EXERCISE AIM ::
Copy everything from "1. Using a graphical" down to "R/Bioconductor coding language." in the course overview below.

QUOTED PASSAGE: Begin

The course is divided in two parts.

1 Data Processing

This parts introduces the user to the key concepts for data processing in differential proteomics data analysis and provides extensive description of the code. While this part is conceptual, the concepts are illustrated using a real spike-in study.

2 Statistical Inference & Design concepts

3 Vignettes

More example scripts for case-studies from various technologies, search engines and experimental designs can be found in our e-book: msqrob2book

4 Targeted audience and assumed background

The course material is targeted to either proteomics practitioners or data analysts/bioinformaticians that would like to learn how to analyse proteomics data.

Familiarity with MS or proteomics in general is recommended, this would allow for a better understanding of the modelling assumptions taken throughout this course.

The course is available in two different tracks.

  1. Using a graphical user interface. Here, there is a focus on general modeling concepts for proteomics data analysis.
  2. Using Rmarkdown/Quarto scripts. In this track, learners will learn both the general modeling concepts as well as how to implement these concepts in the R/Bioconductor coding language.

For learning that want to follow the course using scripts:

  • A working knowledge of R (R syntax, commonly used functions, basic data structures such as data frames, vectors, matrices, … and their manipulation) is required for .

QUOTED PASSAGE: End
DATASET EXCERPTS: Begin

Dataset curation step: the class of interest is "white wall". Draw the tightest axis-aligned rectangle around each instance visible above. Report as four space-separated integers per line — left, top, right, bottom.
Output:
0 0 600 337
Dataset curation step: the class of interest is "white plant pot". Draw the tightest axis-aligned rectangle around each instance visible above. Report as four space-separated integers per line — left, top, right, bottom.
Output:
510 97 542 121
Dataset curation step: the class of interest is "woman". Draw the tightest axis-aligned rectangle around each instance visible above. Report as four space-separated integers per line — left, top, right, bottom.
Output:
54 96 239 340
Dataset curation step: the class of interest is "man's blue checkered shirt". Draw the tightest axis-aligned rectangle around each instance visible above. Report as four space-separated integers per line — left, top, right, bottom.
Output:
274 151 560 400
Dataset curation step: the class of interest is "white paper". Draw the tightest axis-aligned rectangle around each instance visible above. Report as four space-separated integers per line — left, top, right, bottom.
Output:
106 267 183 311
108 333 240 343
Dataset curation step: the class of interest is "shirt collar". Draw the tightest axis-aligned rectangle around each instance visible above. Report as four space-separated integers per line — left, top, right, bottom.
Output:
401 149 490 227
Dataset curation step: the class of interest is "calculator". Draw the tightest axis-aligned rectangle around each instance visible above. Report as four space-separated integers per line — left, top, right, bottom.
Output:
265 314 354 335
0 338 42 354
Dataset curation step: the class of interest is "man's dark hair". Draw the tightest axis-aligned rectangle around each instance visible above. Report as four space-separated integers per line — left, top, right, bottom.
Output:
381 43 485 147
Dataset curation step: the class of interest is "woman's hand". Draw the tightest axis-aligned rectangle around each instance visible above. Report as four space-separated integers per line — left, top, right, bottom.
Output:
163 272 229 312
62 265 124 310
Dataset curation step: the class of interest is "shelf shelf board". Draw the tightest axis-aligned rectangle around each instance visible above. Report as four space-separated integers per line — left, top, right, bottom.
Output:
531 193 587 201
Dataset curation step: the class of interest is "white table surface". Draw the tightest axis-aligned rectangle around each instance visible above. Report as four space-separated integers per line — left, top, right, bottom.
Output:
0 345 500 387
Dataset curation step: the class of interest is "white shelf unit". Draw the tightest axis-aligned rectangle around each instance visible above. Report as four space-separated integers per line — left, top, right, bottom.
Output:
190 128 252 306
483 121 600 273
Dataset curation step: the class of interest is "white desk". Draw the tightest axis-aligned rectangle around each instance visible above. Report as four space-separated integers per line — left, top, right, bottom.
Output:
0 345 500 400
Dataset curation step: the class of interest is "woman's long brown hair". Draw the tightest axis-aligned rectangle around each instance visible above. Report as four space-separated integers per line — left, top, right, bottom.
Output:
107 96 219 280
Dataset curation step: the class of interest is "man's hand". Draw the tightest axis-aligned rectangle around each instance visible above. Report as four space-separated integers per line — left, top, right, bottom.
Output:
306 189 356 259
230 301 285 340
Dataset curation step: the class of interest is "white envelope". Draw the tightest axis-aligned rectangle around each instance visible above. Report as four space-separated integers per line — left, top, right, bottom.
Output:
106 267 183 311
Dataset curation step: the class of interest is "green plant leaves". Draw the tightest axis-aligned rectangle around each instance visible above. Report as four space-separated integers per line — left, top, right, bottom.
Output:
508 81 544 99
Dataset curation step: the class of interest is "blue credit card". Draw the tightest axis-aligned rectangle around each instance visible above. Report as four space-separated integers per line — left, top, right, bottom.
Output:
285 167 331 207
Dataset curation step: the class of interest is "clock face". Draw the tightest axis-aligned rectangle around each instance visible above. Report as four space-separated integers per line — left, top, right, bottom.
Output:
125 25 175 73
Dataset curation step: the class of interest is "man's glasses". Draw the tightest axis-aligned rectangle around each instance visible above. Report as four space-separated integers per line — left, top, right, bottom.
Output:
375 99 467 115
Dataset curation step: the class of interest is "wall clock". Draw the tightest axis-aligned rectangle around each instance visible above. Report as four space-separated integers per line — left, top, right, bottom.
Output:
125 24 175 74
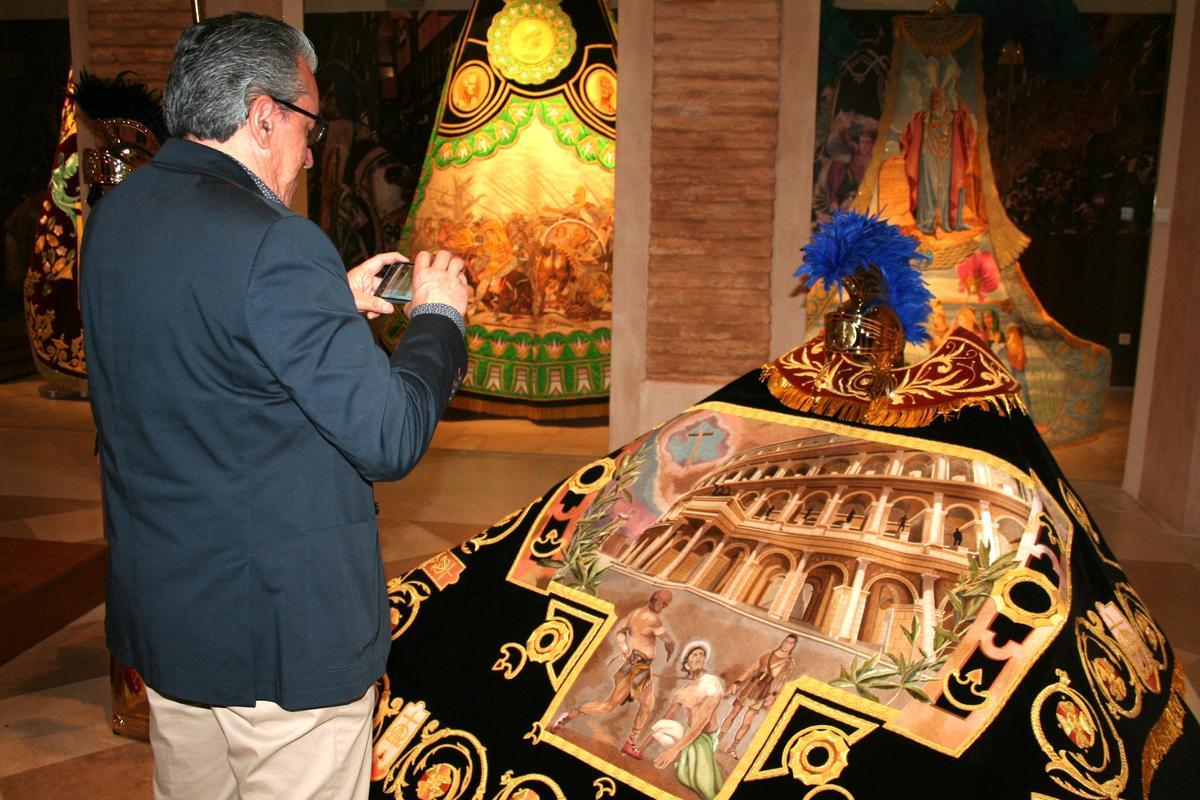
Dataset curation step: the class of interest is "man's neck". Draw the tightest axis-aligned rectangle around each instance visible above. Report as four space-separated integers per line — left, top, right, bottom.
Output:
184 128 278 194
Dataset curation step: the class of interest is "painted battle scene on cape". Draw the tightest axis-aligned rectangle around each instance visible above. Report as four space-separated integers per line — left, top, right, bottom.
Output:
501 407 1094 798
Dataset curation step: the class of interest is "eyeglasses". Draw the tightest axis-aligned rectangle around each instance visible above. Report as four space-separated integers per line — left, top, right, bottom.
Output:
271 97 329 148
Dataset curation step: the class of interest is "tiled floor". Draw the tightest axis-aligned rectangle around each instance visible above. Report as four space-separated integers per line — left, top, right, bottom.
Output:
0 379 1200 800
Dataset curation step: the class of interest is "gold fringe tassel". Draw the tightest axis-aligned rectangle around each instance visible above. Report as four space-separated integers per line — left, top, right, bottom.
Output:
1141 663 1187 798
762 363 1028 428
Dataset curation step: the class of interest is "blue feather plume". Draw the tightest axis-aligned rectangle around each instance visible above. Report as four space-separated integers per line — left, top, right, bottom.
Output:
796 211 934 344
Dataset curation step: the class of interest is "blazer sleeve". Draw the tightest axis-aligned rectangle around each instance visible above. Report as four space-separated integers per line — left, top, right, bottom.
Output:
246 216 467 481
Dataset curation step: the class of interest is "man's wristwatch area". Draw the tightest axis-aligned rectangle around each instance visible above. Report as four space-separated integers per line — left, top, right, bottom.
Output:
408 302 467 335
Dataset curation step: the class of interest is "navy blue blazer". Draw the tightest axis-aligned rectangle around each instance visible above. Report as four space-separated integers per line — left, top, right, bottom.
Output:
80 139 467 709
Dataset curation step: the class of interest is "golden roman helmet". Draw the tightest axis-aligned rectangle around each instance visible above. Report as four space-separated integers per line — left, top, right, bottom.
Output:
824 264 905 369
83 118 158 186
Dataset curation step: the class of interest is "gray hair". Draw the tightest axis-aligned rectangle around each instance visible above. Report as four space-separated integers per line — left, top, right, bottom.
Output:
162 13 317 142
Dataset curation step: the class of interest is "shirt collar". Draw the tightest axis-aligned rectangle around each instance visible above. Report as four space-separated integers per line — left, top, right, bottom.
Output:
229 156 287 205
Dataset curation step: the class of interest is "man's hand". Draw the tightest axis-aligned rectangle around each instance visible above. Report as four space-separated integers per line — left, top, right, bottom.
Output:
404 249 468 318
346 252 404 319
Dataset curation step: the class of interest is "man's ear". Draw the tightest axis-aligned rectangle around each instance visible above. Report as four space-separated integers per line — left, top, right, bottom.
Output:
246 95 278 150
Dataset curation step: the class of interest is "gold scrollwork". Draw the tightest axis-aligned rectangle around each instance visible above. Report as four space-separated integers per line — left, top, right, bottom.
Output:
592 775 617 800
529 528 563 559
1030 669 1129 800
1058 477 1121 570
1038 511 1062 548
784 724 850 786
942 669 990 712
380 720 487 800
492 618 575 680
1075 612 1142 718
460 501 536 555
566 457 617 494
803 783 854 800
991 567 1067 627
492 770 566 800
1112 582 1168 672
388 571 433 640
1141 663 1187 798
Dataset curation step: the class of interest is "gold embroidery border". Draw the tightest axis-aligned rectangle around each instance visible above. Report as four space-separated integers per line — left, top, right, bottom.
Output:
1141 662 1187 798
1030 668 1129 800
505 401 1076 786
501 450 628 597
851 17 1027 268
680 401 1040 491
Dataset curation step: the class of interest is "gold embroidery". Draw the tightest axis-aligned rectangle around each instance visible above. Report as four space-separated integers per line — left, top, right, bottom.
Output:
1141 664 1187 798
1058 477 1124 575
566 458 617 494
762 330 1025 428
1075 610 1142 717
461 500 538 555
388 570 433 640
1030 669 1129 800
991 567 1067 627
784 724 850 786
492 619 575 680
727 676 892 786
420 551 466 590
942 669 991 711
380 720 487 800
493 770 566 800
1112 582 1168 692
592 776 617 800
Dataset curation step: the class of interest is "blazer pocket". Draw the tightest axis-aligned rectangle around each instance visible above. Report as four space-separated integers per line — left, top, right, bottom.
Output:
305 521 386 669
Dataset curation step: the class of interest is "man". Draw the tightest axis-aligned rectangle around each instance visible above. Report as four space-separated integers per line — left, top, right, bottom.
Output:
551 589 674 759
643 640 725 800
82 14 467 800
720 633 799 759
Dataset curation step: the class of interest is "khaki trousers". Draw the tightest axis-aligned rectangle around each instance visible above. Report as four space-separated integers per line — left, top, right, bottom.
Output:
146 686 374 800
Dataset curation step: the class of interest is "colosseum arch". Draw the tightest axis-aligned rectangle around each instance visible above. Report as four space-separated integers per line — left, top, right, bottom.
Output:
744 551 793 609
642 528 695 575
829 492 875 530
900 453 935 477
737 492 762 515
992 515 1025 547
792 561 850 630
787 491 829 525
859 453 892 475
988 468 1030 500
754 489 792 519
946 457 974 483
883 495 930 542
818 458 850 475
787 461 812 477
692 542 750 595
667 534 720 583
941 504 979 553
858 575 918 645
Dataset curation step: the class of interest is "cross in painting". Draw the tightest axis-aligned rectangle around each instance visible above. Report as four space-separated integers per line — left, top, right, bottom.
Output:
684 428 716 467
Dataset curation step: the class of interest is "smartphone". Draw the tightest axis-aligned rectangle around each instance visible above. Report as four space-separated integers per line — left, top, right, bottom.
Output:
376 261 413 303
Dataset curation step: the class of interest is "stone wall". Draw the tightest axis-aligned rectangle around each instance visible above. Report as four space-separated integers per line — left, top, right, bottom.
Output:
646 0 780 383
81 0 192 91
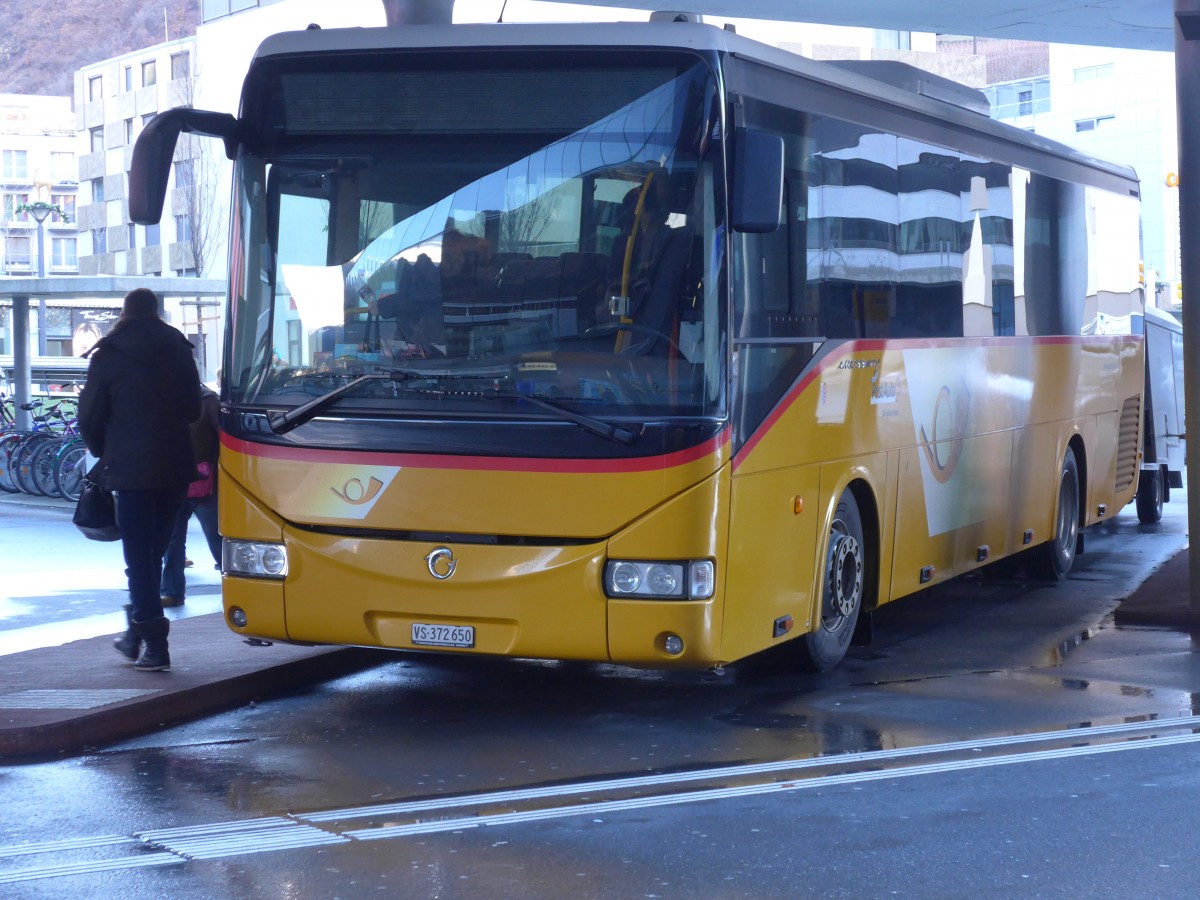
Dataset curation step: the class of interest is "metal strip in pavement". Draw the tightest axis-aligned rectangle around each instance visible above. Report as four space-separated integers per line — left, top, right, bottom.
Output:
294 716 1200 822
343 733 1200 841
0 716 1200 884
0 834 133 859
0 853 187 884
137 817 350 859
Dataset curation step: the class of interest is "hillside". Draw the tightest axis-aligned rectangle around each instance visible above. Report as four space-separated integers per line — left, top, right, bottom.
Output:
0 0 200 97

DATASET EXCERPTS: End

REPLY ::
1. Using a graphical user interface. Here, there is a focus on general modeling concepts for proteomics data analysis.
  2. Using Rmarkdown/Quarto scripts. In this track, learners will learn both the general modeling concepts as well as how to implement these concepts in the R/Bioconductor coding language.